§ What the task requires
Copy every line of the listing below word for word, leaving out the pictures.

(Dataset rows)
(begin)
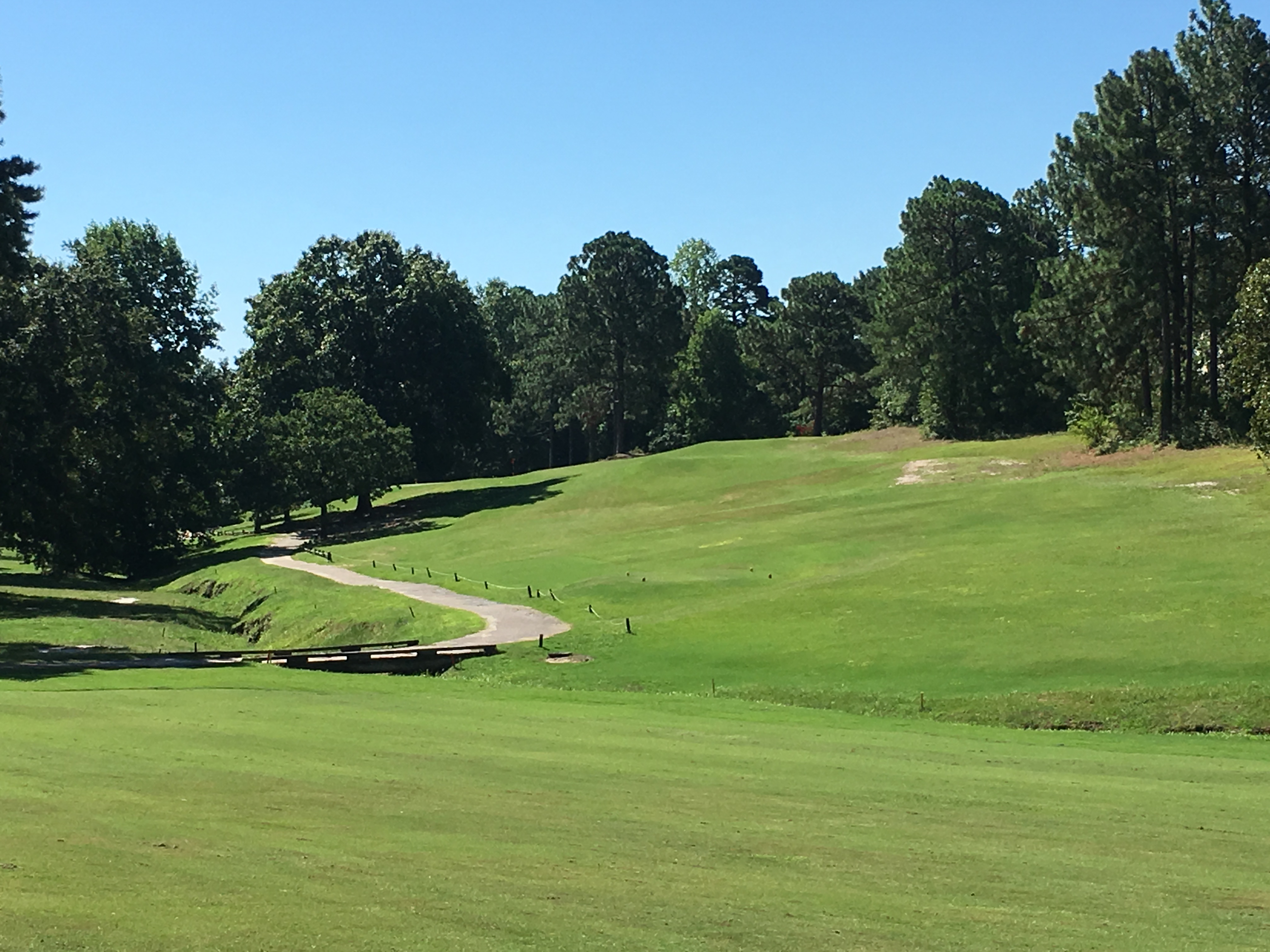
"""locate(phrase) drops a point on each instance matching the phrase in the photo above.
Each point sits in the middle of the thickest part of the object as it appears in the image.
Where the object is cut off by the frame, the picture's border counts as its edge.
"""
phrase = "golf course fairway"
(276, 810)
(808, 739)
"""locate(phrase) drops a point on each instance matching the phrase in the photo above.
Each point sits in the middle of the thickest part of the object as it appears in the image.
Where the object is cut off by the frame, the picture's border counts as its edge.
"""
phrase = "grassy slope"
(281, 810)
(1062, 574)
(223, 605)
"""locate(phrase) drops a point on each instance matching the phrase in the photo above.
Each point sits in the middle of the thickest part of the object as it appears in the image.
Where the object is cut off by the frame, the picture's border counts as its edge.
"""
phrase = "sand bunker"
(end)
§ Response
"""locate(phrase) drops a point on each instance matching the phrase in the photo above.
Each point sits in the middle of the thickest part of the object as it appears in the image.
Where the object is cut off by the frame, the picture's border counts as its edge.
"""
phrase = "golf course fairway"
(276, 810)
(808, 739)
"""locate(phrase) drops a point on each instance matching the phrase in the photo above.
Each point sits in the middle of the thickest part of the object as it appears in the image.
Where the object is cut off by the frame, the picture's border counts as its edge.
"""
phrase = "grassy slope"
(281, 810)
(1062, 574)
(223, 605)
"""locate(phrase) drops a point on each instance matching the phrase in the photo above.
Each point sits in the middle of the thickest part of the object as it appears in the image.
Where the object is cut off by the frame, the picture's border counts as its edge.
"""
phrase = "sand bunker"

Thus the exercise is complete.